[Opening Source material section]

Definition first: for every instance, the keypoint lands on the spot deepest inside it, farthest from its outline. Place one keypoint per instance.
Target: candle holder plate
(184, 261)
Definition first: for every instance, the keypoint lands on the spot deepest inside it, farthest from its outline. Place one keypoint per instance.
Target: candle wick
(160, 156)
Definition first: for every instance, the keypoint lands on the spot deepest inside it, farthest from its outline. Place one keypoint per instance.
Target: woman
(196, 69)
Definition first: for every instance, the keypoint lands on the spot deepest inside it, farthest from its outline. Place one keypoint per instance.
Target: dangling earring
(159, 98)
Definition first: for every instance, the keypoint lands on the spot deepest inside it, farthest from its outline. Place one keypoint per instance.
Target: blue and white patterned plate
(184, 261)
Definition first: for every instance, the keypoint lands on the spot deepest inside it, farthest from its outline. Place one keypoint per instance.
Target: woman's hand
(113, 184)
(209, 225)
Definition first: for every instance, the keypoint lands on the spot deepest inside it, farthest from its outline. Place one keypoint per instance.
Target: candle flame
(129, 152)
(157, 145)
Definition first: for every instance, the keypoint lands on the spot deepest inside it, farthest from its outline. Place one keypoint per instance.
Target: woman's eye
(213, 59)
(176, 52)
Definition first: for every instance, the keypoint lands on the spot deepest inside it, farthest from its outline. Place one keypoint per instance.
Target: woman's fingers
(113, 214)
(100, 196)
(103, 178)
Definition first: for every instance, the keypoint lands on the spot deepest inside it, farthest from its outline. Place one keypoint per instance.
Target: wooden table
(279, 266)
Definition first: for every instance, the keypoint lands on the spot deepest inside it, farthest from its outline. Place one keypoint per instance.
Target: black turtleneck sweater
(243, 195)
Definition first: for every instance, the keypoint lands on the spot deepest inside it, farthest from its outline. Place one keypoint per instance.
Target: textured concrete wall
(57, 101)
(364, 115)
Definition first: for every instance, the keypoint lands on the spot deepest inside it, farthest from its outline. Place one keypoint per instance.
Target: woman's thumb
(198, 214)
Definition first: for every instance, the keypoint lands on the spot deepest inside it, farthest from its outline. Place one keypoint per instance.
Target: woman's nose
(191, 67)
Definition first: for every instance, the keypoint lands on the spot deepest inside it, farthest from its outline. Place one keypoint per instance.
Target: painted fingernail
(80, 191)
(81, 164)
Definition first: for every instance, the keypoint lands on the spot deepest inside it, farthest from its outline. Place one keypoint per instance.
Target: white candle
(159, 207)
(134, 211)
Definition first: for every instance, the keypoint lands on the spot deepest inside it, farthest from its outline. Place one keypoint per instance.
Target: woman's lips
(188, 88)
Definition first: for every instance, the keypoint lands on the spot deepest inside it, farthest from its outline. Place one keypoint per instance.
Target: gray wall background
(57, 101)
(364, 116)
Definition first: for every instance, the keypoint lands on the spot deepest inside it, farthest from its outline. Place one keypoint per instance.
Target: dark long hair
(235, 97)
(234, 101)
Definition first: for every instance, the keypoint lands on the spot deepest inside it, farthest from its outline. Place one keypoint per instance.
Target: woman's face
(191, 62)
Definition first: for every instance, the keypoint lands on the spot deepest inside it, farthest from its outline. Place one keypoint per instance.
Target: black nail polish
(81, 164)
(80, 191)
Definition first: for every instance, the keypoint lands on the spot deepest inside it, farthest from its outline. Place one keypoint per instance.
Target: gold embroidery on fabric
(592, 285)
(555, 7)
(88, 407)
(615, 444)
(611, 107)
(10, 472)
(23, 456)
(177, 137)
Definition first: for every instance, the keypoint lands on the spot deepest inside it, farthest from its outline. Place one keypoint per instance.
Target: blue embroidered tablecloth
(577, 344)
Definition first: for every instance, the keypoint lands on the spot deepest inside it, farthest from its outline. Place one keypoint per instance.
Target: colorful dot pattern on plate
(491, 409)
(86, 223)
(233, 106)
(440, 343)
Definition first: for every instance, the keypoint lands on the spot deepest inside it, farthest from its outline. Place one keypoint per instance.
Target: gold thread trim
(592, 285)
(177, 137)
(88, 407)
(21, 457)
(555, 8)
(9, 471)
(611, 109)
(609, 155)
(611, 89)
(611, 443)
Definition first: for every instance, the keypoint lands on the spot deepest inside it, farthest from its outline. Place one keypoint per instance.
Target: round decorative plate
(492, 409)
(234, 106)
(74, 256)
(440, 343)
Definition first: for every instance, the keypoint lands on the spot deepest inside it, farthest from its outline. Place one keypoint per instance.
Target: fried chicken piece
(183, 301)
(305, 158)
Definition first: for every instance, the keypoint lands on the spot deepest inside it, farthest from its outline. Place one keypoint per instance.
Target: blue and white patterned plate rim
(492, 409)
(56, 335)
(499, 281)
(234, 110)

[Closing Source material section]

§ Instructions to follow: Each line of the records above must be copied exactly.

§ Answer for this exercise:
Definition first: for every instance, the keypoint lands on the spot deepest inside it, farthest from its outline. Place one keypoint per instance.
Target: candle holder plate
(184, 261)
Definition first: for every instance, the keypoint lands on the spot deepest inside it, farthest from its outline. Place one keypoint per instance.
Target: candle wick
(160, 156)
Definition first: for every instance, the keypoint lands on the spot deepest inside it, farthest from its outline. Place one keypoint per instance.
Target: woman
(196, 69)
Definition first: for every instance, the keypoint lands on the spot deepest inside it, farthest from its outline. Place one keypoint per instance.
Target: dangling earring
(159, 98)
Definition first: for every instance, the keypoint lands on the spot deepest inside it, farthest from its outline. Place one keypoint per instance.
Target: blue and white patterned plate
(184, 261)
Definition first: for every instance, the keypoint lands on the spot deepest inside it, farthest from its outline. Place one keypoint per instance.
Target: woman's hand
(113, 184)
(209, 225)
Definition first: for every instance, the keypoint lands on the spot deepest inside it, farthest from its outline. Place one keypoint per instance.
Target: candle flame
(129, 152)
(157, 145)
Definition first: for every instance, the keypoint lands on the spot deepest inside it, farthest from its outline. Place one keypoint per instance.
Target: woman's eye
(213, 59)
(176, 52)
Definition first: for every instance, the keypoint lands on the spot deepest inside it, farthest from its outline. Place one keypoint per instance.
Target: woman's fingers
(113, 214)
(100, 196)
(103, 178)
Definition first: for every instance, the keypoint lands on the spot deepest inside it, farthest from its outline. Place one keypoint per instance.
Target: wooden table
(279, 266)
Definition first: for every instance, the keypoint lands on the spot deepest inside it, farthest from its outline. Place one keypoint per instance.
Target: black turtleneck sweater
(243, 195)
Definition first: for every instance, the keypoint lands on the spot deepest inside it, farthest from its outline. Place one keypoint per instance.
Target: textured concrete wall
(57, 101)
(364, 115)
Definition first: for every instance, the keypoint lands on the spot deepest inside it, farthest from its outline. Place one keypoint per instance.
Target: woman's thumb
(198, 214)
Definition first: for every instance, the keypoint lands on the spot deepest inside it, farthest from its outline. Place one keypoint per instance.
Target: woman's nose
(191, 67)
Definition first: for every instance, the keypoint lands on the spot deepest inside it, farthest from its outline. Place one keypoint per instance.
Target: painted fingernail
(80, 191)
(81, 164)
Definition first: for every instance, the keypoint lands on the spot deepest inside it, farthest from its outline. Place one keypoint per instance.
Target: white candle
(159, 207)
(134, 211)
Definition first: for every instance, the keypoint lands on the spot deepest inside it, farthest from its outline. Place one keypoint per instance.
Target: woman's lips
(188, 88)
Definition first: for every instance, the keypoint lands on the spot deepest inside it, farthest from its outline. Place one keypoint per instance.
Target: gray wall background
(57, 101)
(364, 116)
Definition first: for every instance, the keypoint lands on the spot deepest inside it, farthest from its outline. Place one keypoint per instance.
Target: dark long hair
(235, 97)
(234, 101)
Definition first: for every instance, the keypoint lands on the spot deepest inside it, farthest from its outline. Place one keypoint per instance.
Target: woman's face
(191, 62)
Definition first: for every instance, the keypoint lands on the spot deepest inside it, farthest from its outline. Place one keypoint per instance.
Target: black nail polish
(81, 164)
(80, 191)
Definition first: for every instance, the keypoint lands on the spot deepest inside it, farthest from its outline. Place one keypoint per instance.
Target: gold embroidery on fabric
(592, 285)
(555, 7)
(88, 407)
(615, 444)
(611, 107)
(10, 472)
(23, 456)
(177, 137)
Definition first: for every instance, the keypoint lands on the spot deepest inside it, farthest from its outline. Place one keypoint per instance.
Target: blue embroidered tablecloth
(577, 344)
Definition first: for every instance, the keypoint lands on the spot deepest inside it, farthest from its outline. Place one keypoint per instance.
Target: colorful dot pattern on plate
(491, 409)
(86, 223)
(233, 106)
(440, 343)
Definition first: for every instance, the keypoint lands on the spot deepest inside it, farthest from its outline. Place one keypoint per instance.
Target: gold thread trim
(592, 285)
(177, 137)
(88, 407)
(21, 457)
(555, 8)
(9, 471)
(611, 109)
(609, 155)
(611, 89)
(611, 443)
Definition first: for every instance, the keypoint lands on the spot deepest inside it, farthest from its outline. Place one keypoint per instance.
Target: round decorative plate
(492, 409)
(234, 106)
(74, 256)
(440, 343)
Definition first: for every instance, the keypoint lands on the spot deepest inside it, farthest from its outline. Place one keypoint per instance.
Target: fried chicken piece
(183, 301)
(305, 158)
Definition first: for every instance, the keypoint lands on the spot deepest inside it, farthest from its outline. Place one keypoint per instance.
Target: blue and white patterned plate rim
(492, 409)
(56, 335)
(499, 281)
(234, 110)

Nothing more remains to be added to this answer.